▶ _Page extract_:

══════════════════════════════

Catenin ... adhesion junctions ... cadherin ... p120 ... tyrosine ... kaiso ...
I stared blankly at Dr. David Wei, who was presenting the latest research on, well, um, I think it was about the role of a protein called p120 in the “adhesion” of cells - their ability to stick to one another. Yeah. I’m pretty sure that’s what it was about.
Olga had invited me to the weekly Thursday lab meeting. I was thrilled to be included. Rich Minshall (the lab director) introduced me to the other half-dozen or so people I hadn’t met yet, and asked me for a summary on what I’d learned so far. Everyone seemed impressed with the depth and breadth of what I’d accomplished in a mere three weeks. So far so good.
And then David began his presentation. Nothing against David - he’s an incredibly talented, intelligent anesthesiologist and budding research scientist. But he could have been speaking Greek as far as I was concerned. And the slides he was showing looked like hieroglyphics to me. I simply don’t know the language of laboratory science.
Slowly, as the 45-minute presentation went on, I began to catch on - a few words here, a concept there. By the end, I had a vague idea of his main idea. And I had picked up some new words along the way.
I’ve been in foreign language contexts before. In college, I studied abroad in South America (although I am nearly fluent in Spanish, so that isn’t a particularly good example). A better example: In high school, I went to China for a school trip. The words, spoken and written, all around me bore absolutely no resemblance to the language I had grown up with. It was humbling. To have to ask lots of questions, to have to learn from the ground up, to have a hard time saying “hello” because of the use of intonations (vocal inflections), which we don’t have in English.

══════════════════════════════

▶ _Given information_:

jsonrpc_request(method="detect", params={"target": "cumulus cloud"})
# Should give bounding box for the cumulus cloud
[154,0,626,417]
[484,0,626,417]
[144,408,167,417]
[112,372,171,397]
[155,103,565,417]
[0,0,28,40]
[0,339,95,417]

══════════════════════════════

▶ _Work required_: Reproduce the part of the lab meeting account between "And then David" and "along the way.", inclusive, with "hieroglyphics" replaced by "ancient runes".

▶ _Answer space_:
And then David began his presentation. Nothing against David - he’s an incredibly talented, intelligent anesthesiologist and budding research scientist. But he could have been speaking Greek as far as I was concerned. And the slides he was showing looked like ancient runes to me. I simply don’t know the language of laboratory science.
Slowly, as the 45-minute presentation went on, I began to catch on - a few words here, a concept there. By the end, I had a vague idea of his main idea. And I had picked up some new words along the way.